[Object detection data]
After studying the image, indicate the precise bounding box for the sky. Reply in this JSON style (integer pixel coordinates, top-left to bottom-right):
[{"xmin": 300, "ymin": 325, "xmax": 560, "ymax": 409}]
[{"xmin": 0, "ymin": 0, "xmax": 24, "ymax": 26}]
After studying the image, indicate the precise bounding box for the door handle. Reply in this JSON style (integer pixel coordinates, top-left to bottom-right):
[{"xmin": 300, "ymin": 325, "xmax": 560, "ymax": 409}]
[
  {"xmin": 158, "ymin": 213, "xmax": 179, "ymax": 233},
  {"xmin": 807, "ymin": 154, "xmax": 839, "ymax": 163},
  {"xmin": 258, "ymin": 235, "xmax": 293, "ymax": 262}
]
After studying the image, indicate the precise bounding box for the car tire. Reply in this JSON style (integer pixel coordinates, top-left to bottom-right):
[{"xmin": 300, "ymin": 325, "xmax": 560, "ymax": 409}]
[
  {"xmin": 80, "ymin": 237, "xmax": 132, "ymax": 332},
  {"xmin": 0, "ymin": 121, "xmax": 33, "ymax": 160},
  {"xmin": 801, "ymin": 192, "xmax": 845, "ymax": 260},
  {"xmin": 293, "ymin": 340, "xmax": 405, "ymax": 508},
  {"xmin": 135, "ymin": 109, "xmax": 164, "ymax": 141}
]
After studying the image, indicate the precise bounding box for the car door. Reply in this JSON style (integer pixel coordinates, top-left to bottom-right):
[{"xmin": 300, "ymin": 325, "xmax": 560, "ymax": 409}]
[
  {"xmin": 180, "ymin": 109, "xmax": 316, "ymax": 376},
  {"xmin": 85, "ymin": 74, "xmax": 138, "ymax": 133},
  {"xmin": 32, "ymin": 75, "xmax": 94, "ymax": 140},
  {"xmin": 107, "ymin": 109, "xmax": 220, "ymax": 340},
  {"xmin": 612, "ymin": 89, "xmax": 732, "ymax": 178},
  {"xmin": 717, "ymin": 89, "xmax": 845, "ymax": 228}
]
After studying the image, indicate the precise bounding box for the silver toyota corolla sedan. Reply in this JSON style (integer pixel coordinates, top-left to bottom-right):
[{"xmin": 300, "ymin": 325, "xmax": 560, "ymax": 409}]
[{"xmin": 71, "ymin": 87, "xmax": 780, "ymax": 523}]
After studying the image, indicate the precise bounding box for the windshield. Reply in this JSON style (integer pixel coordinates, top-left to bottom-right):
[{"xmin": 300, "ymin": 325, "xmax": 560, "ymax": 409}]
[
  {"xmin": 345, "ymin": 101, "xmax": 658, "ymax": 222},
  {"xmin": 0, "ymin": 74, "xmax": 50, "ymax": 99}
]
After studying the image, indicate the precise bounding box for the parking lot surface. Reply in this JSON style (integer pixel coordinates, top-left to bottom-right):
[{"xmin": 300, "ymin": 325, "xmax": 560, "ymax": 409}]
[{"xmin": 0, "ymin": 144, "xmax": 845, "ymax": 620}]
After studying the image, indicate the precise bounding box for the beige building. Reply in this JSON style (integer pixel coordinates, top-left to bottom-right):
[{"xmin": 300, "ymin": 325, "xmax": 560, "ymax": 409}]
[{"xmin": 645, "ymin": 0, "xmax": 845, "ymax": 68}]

Aim of the task — Output every entry above, character for character, with no changes.

Response for this exercise —
After studying the image, indicate the precise bounding box for the sky. Reply in this JSON style (integer pixel coordinates, top-left to bottom-right):
[{"xmin": 300, "ymin": 325, "xmax": 560, "ymax": 409}]
[{"xmin": 0, "ymin": 0, "xmax": 24, "ymax": 26}]
After studying the image, indicate the precise bounding box for the door handle. Reply in this JSON style (integer pixel coordinates, top-left to bottom-right):
[{"xmin": 300, "ymin": 325, "xmax": 560, "ymax": 409}]
[
  {"xmin": 158, "ymin": 213, "xmax": 179, "ymax": 233},
  {"xmin": 807, "ymin": 154, "xmax": 839, "ymax": 163},
  {"xmin": 258, "ymin": 235, "xmax": 293, "ymax": 262}
]
After studying the image, indicate the precise bounding box for the car tire. Reply in this JSON style (integer pixel coordinates, top-left to bottom-right):
[{"xmin": 300, "ymin": 325, "xmax": 560, "ymax": 409}]
[
  {"xmin": 80, "ymin": 237, "xmax": 132, "ymax": 332},
  {"xmin": 0, "ymin": 121, "xmax": 33, "ymax": 160},
  {"xmin": 801, "ymin": 192, "xmax": 845, "ymax": 260},
  {"xmin": 293, "ymin": 340, "xmax": 405, "ymax": 508},
  {"xmin": 135, "ymin": 109, "xmax": 164, "ymax": 141}
]
After studying the image, indicate the precise bounding box for the car door. Reply in this JSON style (integer pixel coordinates, top-left to bottom-right):
[{"xmin": 300, "ymin": 325, "xmax": 560, "ymax": 409}]
[
  {"xmin": 180, "ymin": 109, "xmax": 316, "ymax": 376},
  {"xmin": 85, "ymin": 74, "xmax": 138, "ymax": 133},
  {"xmin": 32, "ymin": 75, "xmax": 94, "ymax": 140},
  {"xmin": 107, "ymin": 109, "xmax": 220, "ymax": 340},
  {"xmin": 612, "ymin": 89, "xmax": 732, "ymax": 178},
  {"xmin": 717, "ymin": 89, "xmax": 845, "ymax": 228}
]
After studying the image, indicate the precise bounding box for the silver toyota corolla sedan. Reply in this JSON style (integer pixel coordinates, top-left to bottom-right):
[{"xmin": 300, "ymin": 325, "xmax": 560, "ymax": 409}]
[{"xmin": 71, "ymin": 87, "xmax": 780, "ymax": 523}]
After studying the image, indicate the precise bounding box for the windshield. Reply in this JSON style (integer pixel coordinates, top-left to bottom-right):
[{"xmin": 300, "ymin": 325, "xmax": 560, "ymax": 409}]
[
  {"xmin": 345, "ymin": 101, "xmax": 658, "ymax": 222},
  {"xmin": 0, "ymin": 74, "xmax": 50, "ymax": 99}
]
After studying the image, indicate the precise bounding box for the parking lot surface. Reply in this JSON style (integer pixel coordinates, top-left to bottom-right):
[{"xmin": 300, "ymin": 325, "xmax": 560, "ymax": 409}]
[{"xmin": 0, "ymin": 144, "xmax": 845, "ymax": 620}]
After studying the image, indicate the precise bounding box for the beige building. Reply in this JSON style (integer pixel coordinates, top-left to bottom-right):
[{"xmin": 300, "ymin": 325, "xmax": 560, "ymax": 409}]
[{"xmin": 645, "ymin": 0, "xmax": 845, "ymax": 68}]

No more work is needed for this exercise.